--- Start Excerpt provided ---
Jenny Wiley Theatre was a non-profit organization in Kentucky that produced classic Broadway musicals, comedies, historical dramas and holiday productions at both the Jenny Wiley Amphitheatre, located within the Jenny Wiley State Resort Park, and an indoor venue in Pikeville.In 2019, the company furloughed its staff, cancelled its performances, and was evicted from both its locations by the municipal property owners. Its programming has been replaced by the Appalachian Arts in Pikeville.

The theater's first musical was South Pacific, performed in the summer of 1965.  Some theater alumni and staff have later achieved success in television, film and national theater. These include: 
 Michael Cerveris, who won two Tony awards, one for his performance in Tommy  in 1994, and one for his performance in Assassins on Broadway.
--- End Excerpt provided ---
# Complete the following:
1) According to the text about Jenny Wiley Theatre, what was the theater's first musical?
2) Pick up the text about Jenny Wiley Theatre after its final sentence and keep writing.
The items that come next are from a separate source.
--- Start Data rows ---
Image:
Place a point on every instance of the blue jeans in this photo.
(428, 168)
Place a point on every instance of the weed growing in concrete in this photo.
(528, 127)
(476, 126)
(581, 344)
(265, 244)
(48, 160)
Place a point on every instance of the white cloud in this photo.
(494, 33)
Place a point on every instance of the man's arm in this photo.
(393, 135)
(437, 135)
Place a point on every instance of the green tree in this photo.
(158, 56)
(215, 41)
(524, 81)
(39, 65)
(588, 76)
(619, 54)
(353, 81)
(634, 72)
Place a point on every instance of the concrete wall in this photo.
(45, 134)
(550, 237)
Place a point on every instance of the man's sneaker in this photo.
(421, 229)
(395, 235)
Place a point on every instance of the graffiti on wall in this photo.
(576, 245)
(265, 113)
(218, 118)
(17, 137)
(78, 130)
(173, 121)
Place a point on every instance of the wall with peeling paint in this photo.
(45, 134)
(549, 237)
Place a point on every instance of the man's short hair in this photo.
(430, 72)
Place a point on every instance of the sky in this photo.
--- End Data rows ---
# Results for each task:
1) South Pacific, performed in the summer of 1965.

2)
 Boyd Holbrook, who is best known for his roles in Logan and Narcos, was picked up by a modelling agency in 2001 while working part-time as a carpenter for the theatre.
 Christine Johnson, Nettie Fowler in the original Broadway cast of Carousel; Sharon Lawrence from ABC's NYPD Blue and Desperate Housewives.
 James Barbour, who played the Beast in Disney's Broadway production of Beauty and the Beast and was Tony-nominated for his role as Mr. Rochester in the musical, Jane Eyre.
 Jim Varney, Ernest Goes to Camp; Tommy Kirk, Old Yeller.
 Ron Palillo, Welcome Back, Kotter.
 Eileen Bittman Barnett, Days of Our Lives.
 Cynthia Bostick, As the World Turns.
 Lawrence Leritz, Broadway and Beyond.
 Jeff Silbar, composer of "The Wind Beneath My Wings."
 Randy Jones of the Village People singing group.
 Paige Davis, host of TLC's Trading Spaces.
 Matthew Patrick, internet personality and creator of popular YouTube webseries Game Theory, Film Theory, and Food Theory.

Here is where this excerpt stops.